TASK MATERIAL
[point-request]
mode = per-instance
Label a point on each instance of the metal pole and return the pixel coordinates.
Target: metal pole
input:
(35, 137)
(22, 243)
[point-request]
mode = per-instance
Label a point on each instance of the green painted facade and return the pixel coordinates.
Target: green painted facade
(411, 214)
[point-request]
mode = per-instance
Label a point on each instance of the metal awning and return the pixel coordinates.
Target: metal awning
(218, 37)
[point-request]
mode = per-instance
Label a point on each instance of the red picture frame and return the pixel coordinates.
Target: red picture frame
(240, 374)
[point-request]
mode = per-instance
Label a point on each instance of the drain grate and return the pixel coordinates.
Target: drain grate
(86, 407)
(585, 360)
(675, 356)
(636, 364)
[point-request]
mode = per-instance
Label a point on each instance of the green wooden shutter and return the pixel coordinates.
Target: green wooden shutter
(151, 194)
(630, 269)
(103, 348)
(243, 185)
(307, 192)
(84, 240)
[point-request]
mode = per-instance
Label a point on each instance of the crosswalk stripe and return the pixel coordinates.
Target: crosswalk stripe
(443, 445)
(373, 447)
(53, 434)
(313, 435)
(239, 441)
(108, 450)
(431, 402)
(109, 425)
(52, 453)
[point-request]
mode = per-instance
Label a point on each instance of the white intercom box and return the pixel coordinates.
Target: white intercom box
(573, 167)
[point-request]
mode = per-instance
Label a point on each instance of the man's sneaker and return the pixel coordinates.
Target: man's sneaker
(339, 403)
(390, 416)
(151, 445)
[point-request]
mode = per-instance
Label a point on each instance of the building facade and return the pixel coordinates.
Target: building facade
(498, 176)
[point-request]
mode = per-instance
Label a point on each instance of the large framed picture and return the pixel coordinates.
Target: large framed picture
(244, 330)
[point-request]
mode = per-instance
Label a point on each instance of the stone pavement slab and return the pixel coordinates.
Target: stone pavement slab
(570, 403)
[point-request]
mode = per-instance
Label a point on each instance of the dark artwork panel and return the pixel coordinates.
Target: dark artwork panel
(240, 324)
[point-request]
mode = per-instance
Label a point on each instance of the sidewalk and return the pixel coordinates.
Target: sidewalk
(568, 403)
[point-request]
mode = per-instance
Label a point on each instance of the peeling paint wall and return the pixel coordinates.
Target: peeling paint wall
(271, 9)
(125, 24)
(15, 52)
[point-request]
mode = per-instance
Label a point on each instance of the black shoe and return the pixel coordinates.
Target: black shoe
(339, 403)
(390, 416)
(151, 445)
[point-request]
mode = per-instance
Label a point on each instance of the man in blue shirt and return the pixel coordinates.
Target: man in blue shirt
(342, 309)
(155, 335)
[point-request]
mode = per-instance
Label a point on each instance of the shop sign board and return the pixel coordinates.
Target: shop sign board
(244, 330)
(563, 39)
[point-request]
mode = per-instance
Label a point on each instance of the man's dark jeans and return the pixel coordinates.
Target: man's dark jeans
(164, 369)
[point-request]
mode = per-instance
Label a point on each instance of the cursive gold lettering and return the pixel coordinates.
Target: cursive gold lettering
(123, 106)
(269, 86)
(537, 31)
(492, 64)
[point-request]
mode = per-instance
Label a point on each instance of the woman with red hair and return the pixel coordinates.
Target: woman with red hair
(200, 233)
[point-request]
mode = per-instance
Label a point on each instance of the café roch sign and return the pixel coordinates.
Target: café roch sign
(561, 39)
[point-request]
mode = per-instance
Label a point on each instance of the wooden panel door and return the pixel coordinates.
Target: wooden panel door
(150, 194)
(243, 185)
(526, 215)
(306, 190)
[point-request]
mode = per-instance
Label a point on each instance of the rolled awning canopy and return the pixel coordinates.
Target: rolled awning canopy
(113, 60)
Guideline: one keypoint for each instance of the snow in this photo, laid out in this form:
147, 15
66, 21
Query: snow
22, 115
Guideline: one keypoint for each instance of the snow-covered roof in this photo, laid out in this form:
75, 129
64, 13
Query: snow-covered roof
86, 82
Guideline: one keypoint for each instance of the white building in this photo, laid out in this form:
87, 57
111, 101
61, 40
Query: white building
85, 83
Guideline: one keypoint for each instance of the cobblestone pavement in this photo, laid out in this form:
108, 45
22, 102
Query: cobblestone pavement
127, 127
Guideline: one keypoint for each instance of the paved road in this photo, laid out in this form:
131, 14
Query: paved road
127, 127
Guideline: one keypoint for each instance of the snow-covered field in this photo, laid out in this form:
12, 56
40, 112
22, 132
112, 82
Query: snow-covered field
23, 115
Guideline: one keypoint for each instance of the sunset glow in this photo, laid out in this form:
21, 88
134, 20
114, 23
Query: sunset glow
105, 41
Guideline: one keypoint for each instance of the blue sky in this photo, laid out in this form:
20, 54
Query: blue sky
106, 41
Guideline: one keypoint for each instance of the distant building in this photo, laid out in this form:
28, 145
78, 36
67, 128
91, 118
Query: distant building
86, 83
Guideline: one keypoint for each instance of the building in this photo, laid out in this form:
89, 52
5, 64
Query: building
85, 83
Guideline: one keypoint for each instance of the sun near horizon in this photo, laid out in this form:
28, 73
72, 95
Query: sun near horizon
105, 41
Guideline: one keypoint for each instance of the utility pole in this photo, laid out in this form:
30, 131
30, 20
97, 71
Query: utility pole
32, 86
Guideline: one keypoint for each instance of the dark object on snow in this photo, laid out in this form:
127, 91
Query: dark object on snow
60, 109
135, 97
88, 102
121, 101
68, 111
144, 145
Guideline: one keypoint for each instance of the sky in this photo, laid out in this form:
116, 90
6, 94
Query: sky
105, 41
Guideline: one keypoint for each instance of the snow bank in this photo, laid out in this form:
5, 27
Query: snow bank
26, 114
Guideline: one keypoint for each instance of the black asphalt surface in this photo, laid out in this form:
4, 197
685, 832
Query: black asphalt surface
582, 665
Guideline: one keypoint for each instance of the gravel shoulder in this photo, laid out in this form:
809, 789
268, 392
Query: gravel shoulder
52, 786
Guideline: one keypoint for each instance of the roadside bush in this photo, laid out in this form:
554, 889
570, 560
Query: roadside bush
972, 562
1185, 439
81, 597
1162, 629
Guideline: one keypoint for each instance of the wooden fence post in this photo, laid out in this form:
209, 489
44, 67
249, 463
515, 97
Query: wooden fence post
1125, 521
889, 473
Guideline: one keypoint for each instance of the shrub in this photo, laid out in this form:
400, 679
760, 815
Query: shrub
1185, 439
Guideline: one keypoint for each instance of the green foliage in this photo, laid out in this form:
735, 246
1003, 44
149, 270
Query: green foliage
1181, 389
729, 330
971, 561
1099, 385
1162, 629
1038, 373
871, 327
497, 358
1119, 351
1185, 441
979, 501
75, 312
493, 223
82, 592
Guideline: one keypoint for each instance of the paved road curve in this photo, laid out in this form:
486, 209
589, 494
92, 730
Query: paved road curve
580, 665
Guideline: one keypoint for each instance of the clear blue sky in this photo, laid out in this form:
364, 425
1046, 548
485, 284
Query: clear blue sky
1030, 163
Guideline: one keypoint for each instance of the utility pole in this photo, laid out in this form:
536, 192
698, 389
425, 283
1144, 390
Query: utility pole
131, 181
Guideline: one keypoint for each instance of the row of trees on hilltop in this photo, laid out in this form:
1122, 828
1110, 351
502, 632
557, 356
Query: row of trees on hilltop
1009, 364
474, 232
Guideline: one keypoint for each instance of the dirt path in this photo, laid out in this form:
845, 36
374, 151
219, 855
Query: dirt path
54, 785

WHAT IS REQUIRED
Output the entries exactly.

COMPLETED EXERCISE
[point-request]
mode = per-instance
Label a point on each instance of the metal pole and return the pixel coordinates.
Target: metal pole
input:
(35, 137)
(22, 243)
[point-request]
mode = per-instance
Label a point on each instance of the green painted facade and return the pixel coordinates.
Target: green painted facade
(411, 214)
[point-request]
mode = per-instance
Label a point on each instance of the metal awning and return the pixel coordinates.
Target: metal awning
(218, 37)
[point-request]
mode = per-instance
Label a point on each instance of the red picture frame and return the pixel coordinates.
Target: red picture frame
(240, 374)
[point-request]
mode = per-instance
Label a point on each instance of the drain grate and return the pixel coordinates.
Target: drain grate
(86, 407)
(585, 360)
(675, 356)
(636, 364)
[point-request]
mode = per-instance
Label a point on each instance of the green wooden shutter and return the pixel coordinates.
Target: green wooden shutter
(151, 194)
(630, 269)
(103, 348)
(243, 185)
(307, 192)
(84, 240)
[point-request]
mode = per-instance
Label a point on each instance of the crosswalk stripe and return the pixel coordinates.
Target: crosswalk stripe
(443, 445)
(373, 447)
(53, 434)
(313, 435)
(239, 441)
(108, 450)
(431, 402)
(109, 425)
(52, 453)
[point-request]
mode = per-instance
Label a point on each instance of the white intercom box and return the pixel coordinates.
Target: white intercom box
(573, 167)
[point-request]
mode = per-instance
Label a point on each instance of the man's sneaker and return the pixel coordinates.
Target: man's sneaker
(339, 403)
(390, 416)
(151, 445)
[point-request]
mode = per-instance
Label a point on each instance of the building facade and return the pixel coordinates.
Target: building facade
(498, 176)
[point-request]
mode = per-instance
Label a point on each instance of the large framed picture and return the pixel coordinates.
Target: large framed picture
(244, 330)
[point-request]
mode = per-instance
Label a point on each instance of the stone pavement slab and return the pixel coordinates.
Target: stone pavement slab
(570, 403)
[point-request]
mode = per-instance
Label a point on each instance of the dark artwork panel and return the pixel coordinates.
Target: dark artwork panel
(240, 324)
[point-request]
mode = per-instance
Label a point on each instance of the sidewalk and return the pixel coordinates.
Target: sidewalk
(568, 403)
[point-request]
mode = per-instance
Label a point on each instance of the peeling paint wall and return the pixel coordinates.
Target: peeling paint wall
(271, 9)
(125, 24)
(15, 52)
[point-request]
mode = per-instance
Label a point on each instance of the black shoe and return the pixel coordinates.
Target: black shoe
(339, 403)
(390, 416)
(151, 445)
[point-request]
mode = per-instance
Label a point on each instance of the man in blue shirt and return the pixel coordinates.
Target: man in blue shirt
(342, 309)
(155, 335)
[point-request]
mode = per-instance
Label a point on each instance of the shop sign board and return the pixel coordinates.
Target: shop sign board
(244, 330)
(563, 39)
[point-request]
mode = per-instance
Label a point on each instance of the man's dark jeans and return the pixel coordinates.
Target: man's dark jeans
(164, 369)
[point-request]
mode = per-instance
Label a point on each instance of the cursive gold lettering and return the pixel coordinates.
Target: cursive gold lettering
(123, 106)
(269, 86)
(537, 31)
(492, 64)
[point-request]
mode = per-instance
Label a point on each instance of the woman with red hair and return the pixel coordinates.
Target: woman with red hair
(200, 233)
[point-request]
mode = per-instance
Label a point on each instance of the café roch sign and return the pixel coordinates.
Target: café roch sign
(561, 39)
[point-request]
mode = per-instance
Label a point on each instance of the wooden panel door and return the pixel coordinates.
Target: wooden panel door
(150, 194)
(243, 185)
(526, 215)
(306, 190)
[point-request]
mode = per-instance
Label a point on each instance of the rolled awning canopy and return the pixel coordinates.
Target: rolled awning canopy
(113, 60)
Guideline: one keypoint for each instance of the snow in this photo, laid out in this form:
147, 15
66, 21
Query: snow
22, 115
Guideline: one keypoint for each instance of the snow-covered roof in this photo, laid out in this form:
75, 129
64, 13
Query: snow-covered roof
86, 82
Guideline: one keypoint for each instance of the white building in this photo, laid out in this form:
87, 57
111, 101
61, 40
Query: white building
85, 83
Guideline: one keypoint for each instance of the cobblestone pavement in this photo, laid out in this form:
108, 45
22, 102
Query: cobblestone pavement
127, 127
Guideline: one keypoint for each instance of the paved road in this photo, laid out in this form:
131, 14
Query: paved road
127, 127
Guideline: one keypoint for each instance of the snow-covered field in this photo, laid out in this form:
12, 56
40, 112
22, 132
112, 82
Query: snow-covered field
23, 115
Guideline: one keypoint for each instance of the sunset glow in this photo, laid out in this form:
21, 88
134, 20
114, 23
Query: sunset glow
105, 41
Guideline: one keypoint for each instance of the blue sky in this photo, laid out in this form:
20, 54
Query: blue sky
106, 41
Guideline: one keypoint for each instance of the distant building in this photo, laid out in this form:
28, 145
78, 36
67, 128
91, 118
Query: distant building
86, 83
Guideline: one keypoint for each instance of the building in this photo, laid out in this form:
89, 52
5, 64
Query: building
85, 83
Guideline: one keypoint for each instance of the sun near horizon in this photo, laid out in this form:
28, 73
72, 95
Query: sun near horizon
105, 41
Guideline: one keypoint for each instance of the utility pole in this photo, laid out in this form:
30, 131
30, 20
97, 71
Query: utility pole
32, 86
Guideline: one keypoint for each instance of the dark object on snow in this photo, laid out in this form:
127, 91
Query: dark object on snow
60, 109
135, 97
88, 102
121, 101
68, 111
144, 145
Guideline: one keypoint for each instance of the sky in this photo, laid out in this form:
116, 90
6, 94
Query: sky
105, 41
Guideline: one keypoint for each instance of the snow bank in this photo, laid out in this form:
5, 27
Query: snow bank
26, 114
Guideline: one keypoint for each instance of the black asphalt surface in this photo, laid out in this form:
4, 197
685, 832
Query: black asphalt surface
582, 665
Guideline: one keypoint for each instance of the gravel shoulder in this photo, laid out in this form:
809, 789
268, 392
Query: gravel shoulder
52, 786
Guideline: one keypoint for each instance of the roadside bush in this photo, laid out in this form:
554, 889
570, 560
Query: roadside bush
972, 562
1185, 439
81, 597
1162, 629
Guideline: one keypoint for each instance of the wooden fence post in this photo, laid out in this form:
209, 489
44, 67
249, 463
515, 97
Query: wooden fence post
1125, 521
889, 473
Guideline: one keypoint for each instance of the shrub in this photo, laid out in this form:
400, 679
760, 815
Query: shrub
1185, 439
Guideline: one keypoint for each instance of the green foliage in this photo, laid out in this form:
735, 246
1003, 44
149, 270
Query: green foliage
1181, 389
729, 330
971, 561
1099, 385
1162, 629
1038, 373
871, 327
497, 358
1119, 351
1185, 441
979, 501
75, 312
493, 223
82, 592
Guideline: one keypoint for each instance of the paved road curve in this photo, laid out in this form:
486, 209
589, 494
92, 730
Query: paved road curve
580, 665
Guideline: one keypoint for each instance of the clear blue sky in this photo, laid out in this form:
364, 425
1046, 548
485, 284
Query: clear blue sky
1030, 163
Guideline: one keypoint for each instance of the utility pole in this photo, laid out in this form:
536, 192
698, 389
425, 283
1144, 390
Query: utility pole
131, 181
Guideline: one keypoint for each instance of the row of trees on hilltop in this photo, laid out in this form:
1122, 828
1110, 351
502, 632
557, 356
Query: row of trees on hilltop
1009, 364
474, 232
Guideline: one keypoint for each instance of the dirt path in this photo, laid out in this form:
845, 36
374, 151
219, 855
Query: dirt path
54, 785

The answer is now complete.